### Exercise:
For the full listing below, write out each entry exactly and exclude the images.

### Input:

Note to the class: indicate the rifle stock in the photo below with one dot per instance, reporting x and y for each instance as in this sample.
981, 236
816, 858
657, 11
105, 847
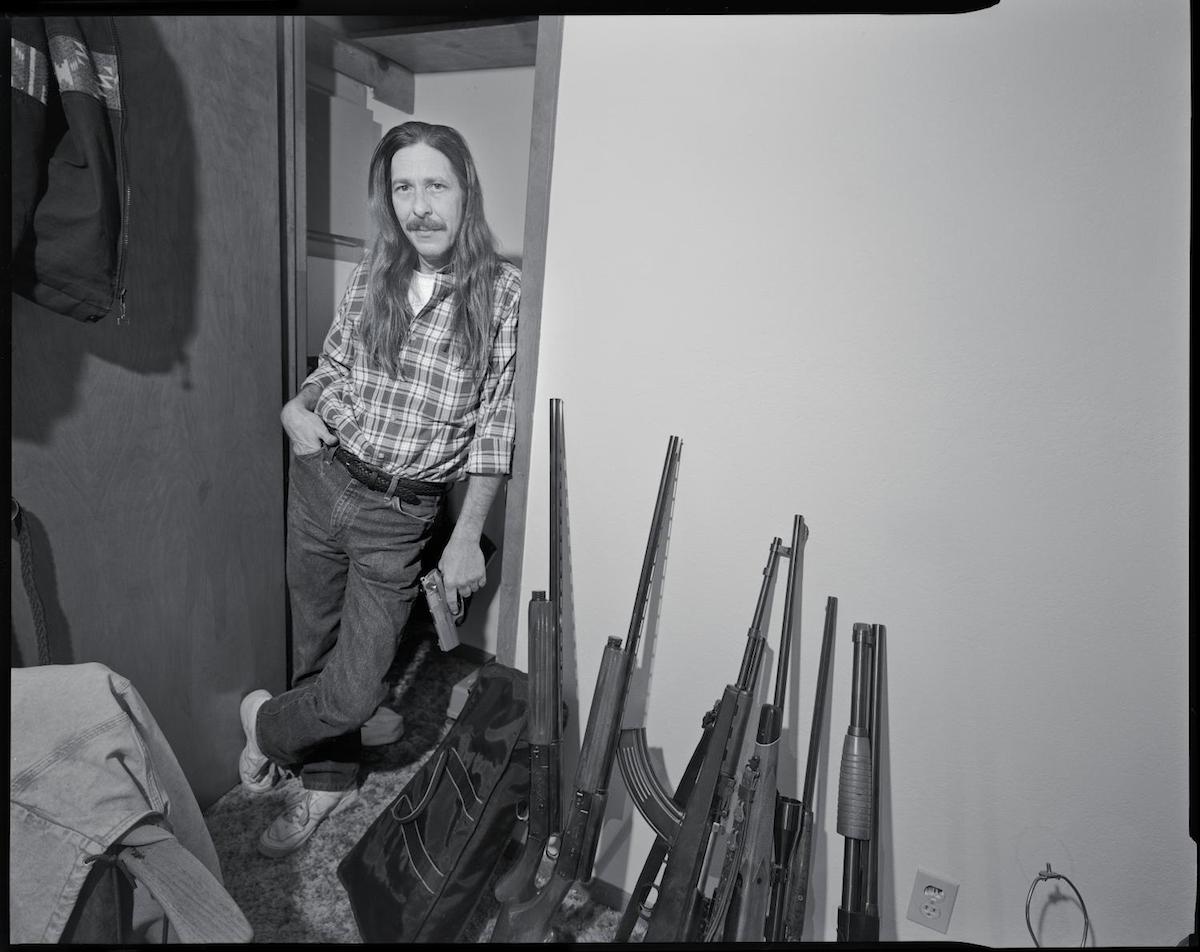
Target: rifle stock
856, 807
636, 911
679, 912
528, 921
736, 885
767, 851
545, 693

### Written answer:
Note to the class: indicate the rifle stock in the photo below with one dot per instance, reporting x and y for each instance as in this sample.
981, 236
816, 858
657, 11
105, 847
Target: rifle stock
856, 807
636, 911
679, 912
528, 921
736, 885
767, 851
545, 693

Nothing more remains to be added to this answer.